Directions. Retype, character for character, the lines from the one containing "When you get a chance, would you mind identifying the patio" through the one containing "340,129,343,183", inclusive.

Excerpts of labeled region data:

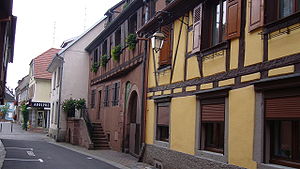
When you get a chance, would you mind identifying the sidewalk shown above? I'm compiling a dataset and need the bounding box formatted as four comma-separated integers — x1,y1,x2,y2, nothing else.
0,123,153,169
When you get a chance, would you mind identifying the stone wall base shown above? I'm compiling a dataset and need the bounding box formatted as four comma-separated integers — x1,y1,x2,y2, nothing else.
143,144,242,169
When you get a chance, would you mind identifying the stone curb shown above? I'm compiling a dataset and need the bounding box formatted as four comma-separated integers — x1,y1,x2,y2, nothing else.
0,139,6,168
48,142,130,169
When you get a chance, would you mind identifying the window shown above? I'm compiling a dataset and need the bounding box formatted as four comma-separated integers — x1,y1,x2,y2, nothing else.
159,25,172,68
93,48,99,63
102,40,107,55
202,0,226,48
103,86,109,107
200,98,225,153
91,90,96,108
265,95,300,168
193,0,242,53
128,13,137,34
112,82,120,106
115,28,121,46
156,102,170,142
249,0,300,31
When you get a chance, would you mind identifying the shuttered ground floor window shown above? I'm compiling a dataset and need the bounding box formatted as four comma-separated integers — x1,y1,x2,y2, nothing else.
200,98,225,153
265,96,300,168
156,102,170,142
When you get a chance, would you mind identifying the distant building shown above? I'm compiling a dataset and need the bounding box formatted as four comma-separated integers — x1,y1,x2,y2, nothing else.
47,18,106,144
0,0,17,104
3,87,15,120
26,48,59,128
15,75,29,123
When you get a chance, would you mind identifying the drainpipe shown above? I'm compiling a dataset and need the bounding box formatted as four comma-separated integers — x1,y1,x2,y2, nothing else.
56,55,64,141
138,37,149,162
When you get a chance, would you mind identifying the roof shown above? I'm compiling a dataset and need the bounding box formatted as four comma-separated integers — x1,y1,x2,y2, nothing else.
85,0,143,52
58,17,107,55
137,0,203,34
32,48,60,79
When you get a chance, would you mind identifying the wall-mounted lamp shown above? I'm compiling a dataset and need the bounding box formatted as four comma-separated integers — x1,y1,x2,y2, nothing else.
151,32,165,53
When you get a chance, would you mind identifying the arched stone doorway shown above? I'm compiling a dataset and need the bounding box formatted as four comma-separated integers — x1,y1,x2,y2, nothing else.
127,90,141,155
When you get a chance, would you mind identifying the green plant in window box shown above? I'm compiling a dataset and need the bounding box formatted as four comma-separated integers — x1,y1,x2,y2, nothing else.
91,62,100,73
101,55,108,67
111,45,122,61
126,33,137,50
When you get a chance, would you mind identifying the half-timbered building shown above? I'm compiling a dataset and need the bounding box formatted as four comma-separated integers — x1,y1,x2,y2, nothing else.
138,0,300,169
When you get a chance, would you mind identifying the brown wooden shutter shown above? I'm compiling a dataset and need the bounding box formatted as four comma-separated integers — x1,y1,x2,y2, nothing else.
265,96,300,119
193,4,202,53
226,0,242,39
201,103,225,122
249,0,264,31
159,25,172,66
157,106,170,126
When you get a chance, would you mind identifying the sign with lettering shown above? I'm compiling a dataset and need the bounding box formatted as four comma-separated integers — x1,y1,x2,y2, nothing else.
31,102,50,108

---

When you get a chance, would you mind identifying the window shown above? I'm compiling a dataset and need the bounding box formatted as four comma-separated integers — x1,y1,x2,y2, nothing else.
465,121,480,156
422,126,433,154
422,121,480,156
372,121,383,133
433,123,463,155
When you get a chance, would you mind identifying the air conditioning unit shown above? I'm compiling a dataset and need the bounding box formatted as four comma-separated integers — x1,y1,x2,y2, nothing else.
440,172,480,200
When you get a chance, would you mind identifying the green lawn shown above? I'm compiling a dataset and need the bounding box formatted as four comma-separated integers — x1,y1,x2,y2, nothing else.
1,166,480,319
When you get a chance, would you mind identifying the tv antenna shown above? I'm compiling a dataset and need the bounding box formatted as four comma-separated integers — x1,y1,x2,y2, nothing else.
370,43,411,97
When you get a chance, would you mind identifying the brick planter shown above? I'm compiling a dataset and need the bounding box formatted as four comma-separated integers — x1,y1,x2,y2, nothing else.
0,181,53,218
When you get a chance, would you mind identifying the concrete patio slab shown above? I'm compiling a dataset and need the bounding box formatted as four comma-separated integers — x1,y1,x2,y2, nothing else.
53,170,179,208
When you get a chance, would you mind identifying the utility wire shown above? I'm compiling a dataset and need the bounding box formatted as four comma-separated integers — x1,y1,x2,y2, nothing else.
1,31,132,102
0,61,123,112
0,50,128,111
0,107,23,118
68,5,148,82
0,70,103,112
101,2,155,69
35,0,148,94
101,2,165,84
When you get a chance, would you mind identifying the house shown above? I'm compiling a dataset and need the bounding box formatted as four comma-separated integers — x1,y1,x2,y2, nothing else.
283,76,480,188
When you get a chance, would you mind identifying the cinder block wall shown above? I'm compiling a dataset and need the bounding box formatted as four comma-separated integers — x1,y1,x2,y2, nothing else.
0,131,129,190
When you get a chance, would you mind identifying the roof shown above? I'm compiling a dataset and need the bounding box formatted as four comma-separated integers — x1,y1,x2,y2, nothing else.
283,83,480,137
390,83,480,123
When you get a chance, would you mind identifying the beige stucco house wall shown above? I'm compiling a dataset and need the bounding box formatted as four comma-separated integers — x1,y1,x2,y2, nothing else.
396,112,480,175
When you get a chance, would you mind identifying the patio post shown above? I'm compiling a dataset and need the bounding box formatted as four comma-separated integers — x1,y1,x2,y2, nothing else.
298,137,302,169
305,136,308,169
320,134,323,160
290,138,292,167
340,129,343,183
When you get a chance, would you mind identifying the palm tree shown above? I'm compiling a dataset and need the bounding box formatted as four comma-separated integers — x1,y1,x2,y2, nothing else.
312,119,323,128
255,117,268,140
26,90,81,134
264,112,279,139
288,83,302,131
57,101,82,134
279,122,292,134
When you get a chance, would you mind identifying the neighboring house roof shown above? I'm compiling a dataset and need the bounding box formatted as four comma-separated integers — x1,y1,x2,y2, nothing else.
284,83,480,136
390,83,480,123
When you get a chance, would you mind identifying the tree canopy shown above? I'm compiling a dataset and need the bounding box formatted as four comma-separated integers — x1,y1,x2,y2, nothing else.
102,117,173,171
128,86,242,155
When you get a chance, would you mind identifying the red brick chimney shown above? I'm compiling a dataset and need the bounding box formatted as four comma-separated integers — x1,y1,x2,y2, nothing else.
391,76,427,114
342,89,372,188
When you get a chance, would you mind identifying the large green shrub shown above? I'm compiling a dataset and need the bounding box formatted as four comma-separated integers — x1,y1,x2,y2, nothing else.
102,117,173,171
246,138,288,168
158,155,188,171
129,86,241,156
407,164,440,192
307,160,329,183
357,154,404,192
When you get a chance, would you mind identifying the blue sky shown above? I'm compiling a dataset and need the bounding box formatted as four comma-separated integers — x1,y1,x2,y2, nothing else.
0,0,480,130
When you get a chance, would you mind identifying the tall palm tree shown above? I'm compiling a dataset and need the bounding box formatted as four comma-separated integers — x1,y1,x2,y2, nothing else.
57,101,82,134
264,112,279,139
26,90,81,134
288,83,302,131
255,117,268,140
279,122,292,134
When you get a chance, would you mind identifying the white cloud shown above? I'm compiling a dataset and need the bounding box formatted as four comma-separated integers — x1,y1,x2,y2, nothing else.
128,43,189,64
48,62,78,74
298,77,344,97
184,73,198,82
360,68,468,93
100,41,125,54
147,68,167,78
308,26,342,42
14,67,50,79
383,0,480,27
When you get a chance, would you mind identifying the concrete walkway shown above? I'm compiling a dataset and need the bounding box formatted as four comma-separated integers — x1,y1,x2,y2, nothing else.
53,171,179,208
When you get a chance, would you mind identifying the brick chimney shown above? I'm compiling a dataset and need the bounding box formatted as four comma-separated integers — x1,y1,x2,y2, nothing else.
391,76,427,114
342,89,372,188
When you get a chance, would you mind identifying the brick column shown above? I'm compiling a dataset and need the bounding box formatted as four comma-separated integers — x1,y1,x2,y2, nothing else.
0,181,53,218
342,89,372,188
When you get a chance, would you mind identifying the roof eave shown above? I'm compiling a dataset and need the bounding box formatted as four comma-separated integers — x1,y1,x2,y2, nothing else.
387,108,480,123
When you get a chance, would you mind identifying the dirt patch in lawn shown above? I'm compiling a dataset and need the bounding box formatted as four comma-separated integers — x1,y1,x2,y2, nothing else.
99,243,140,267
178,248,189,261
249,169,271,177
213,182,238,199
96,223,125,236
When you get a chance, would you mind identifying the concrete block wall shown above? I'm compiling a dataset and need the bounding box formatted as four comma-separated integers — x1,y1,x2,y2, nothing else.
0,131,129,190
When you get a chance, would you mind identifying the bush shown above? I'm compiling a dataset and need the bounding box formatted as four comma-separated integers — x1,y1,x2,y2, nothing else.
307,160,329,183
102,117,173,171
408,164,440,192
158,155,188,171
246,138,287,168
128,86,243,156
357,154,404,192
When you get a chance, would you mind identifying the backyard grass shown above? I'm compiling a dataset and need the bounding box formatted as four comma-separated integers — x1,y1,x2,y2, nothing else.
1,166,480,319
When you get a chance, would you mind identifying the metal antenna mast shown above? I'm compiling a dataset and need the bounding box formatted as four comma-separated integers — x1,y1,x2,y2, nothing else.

Full output.
When you get a chance, would you mind identifying the patio post shown above? I'm compiling a dataset and need the bounding box formatted as four comma-separated integers — x1,y1,x2,y2, nothing else.
298,137,302,169
305,136,308,169
320,134,323,160
290,138,292,167
340,129,343,183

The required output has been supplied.